◆ SUPPLIED DATA:

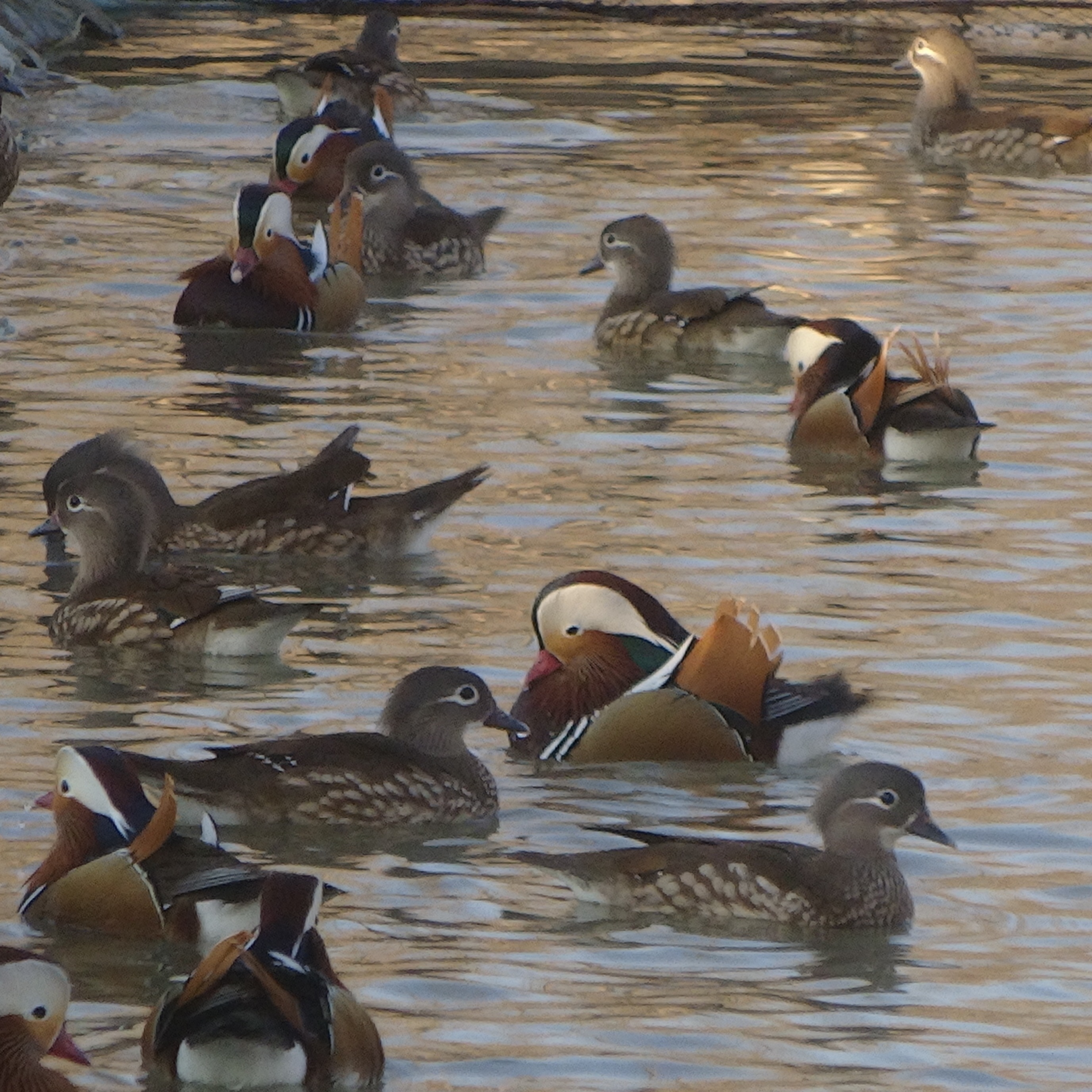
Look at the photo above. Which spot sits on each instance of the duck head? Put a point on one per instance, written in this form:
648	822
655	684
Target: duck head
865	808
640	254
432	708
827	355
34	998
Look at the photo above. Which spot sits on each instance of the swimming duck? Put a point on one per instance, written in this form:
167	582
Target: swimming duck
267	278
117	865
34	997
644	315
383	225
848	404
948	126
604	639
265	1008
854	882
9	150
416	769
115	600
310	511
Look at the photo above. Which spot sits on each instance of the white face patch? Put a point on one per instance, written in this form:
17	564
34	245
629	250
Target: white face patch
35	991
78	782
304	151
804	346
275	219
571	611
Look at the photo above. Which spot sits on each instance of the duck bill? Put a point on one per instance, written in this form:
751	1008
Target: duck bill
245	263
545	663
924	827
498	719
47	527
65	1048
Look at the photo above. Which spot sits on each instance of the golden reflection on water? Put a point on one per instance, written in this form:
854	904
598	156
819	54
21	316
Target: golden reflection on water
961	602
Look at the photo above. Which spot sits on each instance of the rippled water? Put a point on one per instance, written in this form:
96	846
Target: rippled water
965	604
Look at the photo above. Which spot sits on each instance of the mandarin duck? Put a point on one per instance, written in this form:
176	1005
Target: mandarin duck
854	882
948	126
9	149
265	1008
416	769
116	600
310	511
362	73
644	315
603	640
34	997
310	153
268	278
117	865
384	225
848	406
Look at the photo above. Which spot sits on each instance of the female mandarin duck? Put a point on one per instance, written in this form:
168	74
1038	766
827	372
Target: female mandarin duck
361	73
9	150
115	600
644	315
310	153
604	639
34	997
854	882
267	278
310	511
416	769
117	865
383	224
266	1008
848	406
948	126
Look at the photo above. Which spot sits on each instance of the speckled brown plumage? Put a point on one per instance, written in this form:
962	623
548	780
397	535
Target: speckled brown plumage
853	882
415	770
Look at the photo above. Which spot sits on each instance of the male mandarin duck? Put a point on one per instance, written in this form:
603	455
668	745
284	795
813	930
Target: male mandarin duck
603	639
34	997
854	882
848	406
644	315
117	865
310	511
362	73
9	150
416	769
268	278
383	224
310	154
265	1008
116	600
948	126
---
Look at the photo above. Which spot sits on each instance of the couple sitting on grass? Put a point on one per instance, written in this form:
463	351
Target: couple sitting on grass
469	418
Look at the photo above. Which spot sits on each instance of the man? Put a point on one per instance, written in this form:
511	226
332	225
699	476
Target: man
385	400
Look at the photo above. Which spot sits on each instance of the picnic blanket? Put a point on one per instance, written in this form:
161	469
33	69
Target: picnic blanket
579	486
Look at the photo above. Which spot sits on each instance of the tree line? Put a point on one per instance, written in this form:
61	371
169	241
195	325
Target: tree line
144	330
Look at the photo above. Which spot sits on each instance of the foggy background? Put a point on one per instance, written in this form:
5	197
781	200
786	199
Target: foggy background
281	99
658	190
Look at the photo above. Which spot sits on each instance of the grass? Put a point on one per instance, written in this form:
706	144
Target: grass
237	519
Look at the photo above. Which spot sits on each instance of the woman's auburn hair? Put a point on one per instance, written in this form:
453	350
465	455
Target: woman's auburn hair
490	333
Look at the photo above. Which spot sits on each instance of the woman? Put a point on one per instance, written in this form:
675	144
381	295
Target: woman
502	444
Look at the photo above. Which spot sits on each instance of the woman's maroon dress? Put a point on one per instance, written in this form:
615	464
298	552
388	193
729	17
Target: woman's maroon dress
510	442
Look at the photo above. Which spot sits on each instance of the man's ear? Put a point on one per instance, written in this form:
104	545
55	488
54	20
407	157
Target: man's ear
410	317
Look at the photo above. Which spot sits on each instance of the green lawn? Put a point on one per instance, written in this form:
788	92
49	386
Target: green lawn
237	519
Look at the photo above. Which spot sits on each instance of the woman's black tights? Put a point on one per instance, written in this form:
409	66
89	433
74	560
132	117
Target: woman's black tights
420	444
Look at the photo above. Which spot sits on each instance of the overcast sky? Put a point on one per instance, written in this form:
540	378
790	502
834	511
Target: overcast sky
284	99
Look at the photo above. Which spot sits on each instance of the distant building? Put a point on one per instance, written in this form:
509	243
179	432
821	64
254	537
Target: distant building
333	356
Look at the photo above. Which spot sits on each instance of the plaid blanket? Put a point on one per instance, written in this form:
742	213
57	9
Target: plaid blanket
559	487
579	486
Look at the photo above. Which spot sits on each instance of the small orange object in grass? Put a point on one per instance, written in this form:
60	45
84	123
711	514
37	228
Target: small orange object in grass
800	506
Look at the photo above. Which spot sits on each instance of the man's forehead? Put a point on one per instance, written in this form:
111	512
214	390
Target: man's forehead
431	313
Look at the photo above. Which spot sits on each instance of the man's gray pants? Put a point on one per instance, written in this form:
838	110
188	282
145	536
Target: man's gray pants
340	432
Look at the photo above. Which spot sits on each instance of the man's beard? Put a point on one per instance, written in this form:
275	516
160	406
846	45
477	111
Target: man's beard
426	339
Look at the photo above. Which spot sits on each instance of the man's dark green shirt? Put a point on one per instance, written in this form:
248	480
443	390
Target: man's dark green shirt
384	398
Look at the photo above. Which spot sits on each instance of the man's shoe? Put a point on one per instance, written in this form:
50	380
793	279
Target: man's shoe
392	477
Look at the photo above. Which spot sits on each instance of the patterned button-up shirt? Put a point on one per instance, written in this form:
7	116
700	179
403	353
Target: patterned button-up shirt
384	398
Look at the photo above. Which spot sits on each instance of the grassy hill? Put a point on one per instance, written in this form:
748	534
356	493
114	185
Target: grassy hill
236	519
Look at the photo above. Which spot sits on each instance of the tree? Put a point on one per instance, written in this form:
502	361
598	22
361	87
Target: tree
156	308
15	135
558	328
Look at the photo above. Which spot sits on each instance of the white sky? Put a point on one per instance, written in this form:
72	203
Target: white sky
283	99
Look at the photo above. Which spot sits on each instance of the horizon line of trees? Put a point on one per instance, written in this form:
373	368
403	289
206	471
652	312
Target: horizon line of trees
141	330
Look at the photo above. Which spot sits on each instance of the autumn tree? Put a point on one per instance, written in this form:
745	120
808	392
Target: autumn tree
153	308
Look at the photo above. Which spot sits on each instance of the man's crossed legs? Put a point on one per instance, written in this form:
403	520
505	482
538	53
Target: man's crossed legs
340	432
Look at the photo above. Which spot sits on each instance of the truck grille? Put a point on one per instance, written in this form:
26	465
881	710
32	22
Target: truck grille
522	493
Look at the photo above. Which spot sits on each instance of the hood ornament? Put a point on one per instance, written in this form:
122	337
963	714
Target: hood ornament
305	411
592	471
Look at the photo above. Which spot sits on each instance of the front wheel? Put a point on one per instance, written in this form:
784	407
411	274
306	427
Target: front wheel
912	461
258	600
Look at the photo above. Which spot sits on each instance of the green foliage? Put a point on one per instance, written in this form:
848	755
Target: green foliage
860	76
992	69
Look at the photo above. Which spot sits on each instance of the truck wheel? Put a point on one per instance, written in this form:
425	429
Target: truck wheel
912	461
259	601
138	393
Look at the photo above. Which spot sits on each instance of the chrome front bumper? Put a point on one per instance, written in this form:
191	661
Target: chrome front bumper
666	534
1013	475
--
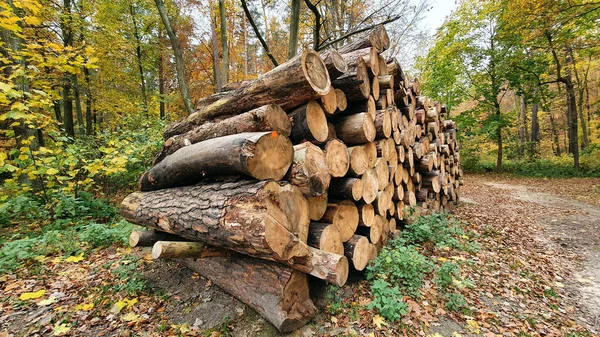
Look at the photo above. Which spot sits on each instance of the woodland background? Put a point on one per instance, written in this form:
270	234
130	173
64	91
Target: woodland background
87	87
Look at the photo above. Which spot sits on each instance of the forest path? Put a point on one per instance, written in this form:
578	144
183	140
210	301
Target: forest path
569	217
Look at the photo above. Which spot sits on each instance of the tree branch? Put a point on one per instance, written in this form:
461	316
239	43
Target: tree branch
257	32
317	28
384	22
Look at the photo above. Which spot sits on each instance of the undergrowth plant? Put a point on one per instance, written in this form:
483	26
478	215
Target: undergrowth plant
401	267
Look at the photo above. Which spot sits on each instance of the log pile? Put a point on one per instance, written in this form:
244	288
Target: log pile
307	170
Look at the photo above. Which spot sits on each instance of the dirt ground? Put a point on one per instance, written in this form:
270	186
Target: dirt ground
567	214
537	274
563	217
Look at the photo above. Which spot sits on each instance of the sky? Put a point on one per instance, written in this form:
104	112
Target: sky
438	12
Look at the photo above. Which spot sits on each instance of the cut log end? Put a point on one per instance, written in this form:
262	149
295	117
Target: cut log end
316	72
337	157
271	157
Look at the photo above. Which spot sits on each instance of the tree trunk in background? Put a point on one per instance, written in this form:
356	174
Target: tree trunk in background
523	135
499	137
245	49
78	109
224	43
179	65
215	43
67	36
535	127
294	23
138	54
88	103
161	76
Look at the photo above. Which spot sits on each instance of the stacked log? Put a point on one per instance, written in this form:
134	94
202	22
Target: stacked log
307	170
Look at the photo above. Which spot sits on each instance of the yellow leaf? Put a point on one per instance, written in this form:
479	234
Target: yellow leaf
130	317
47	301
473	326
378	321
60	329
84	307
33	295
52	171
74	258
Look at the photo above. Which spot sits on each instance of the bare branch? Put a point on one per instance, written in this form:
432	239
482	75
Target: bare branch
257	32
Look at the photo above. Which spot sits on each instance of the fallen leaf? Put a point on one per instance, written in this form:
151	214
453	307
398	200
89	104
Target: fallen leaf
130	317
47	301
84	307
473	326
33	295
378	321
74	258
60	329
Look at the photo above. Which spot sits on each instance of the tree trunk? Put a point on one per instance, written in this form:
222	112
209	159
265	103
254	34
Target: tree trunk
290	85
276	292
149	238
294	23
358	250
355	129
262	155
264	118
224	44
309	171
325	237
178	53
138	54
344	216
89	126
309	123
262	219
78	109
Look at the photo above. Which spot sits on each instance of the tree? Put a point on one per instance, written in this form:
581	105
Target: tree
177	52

◆ TASK BRIEF:
Count the lines in the listing above that contain the word "bare", and reply with that number alone.

◆ SOLUTION:
2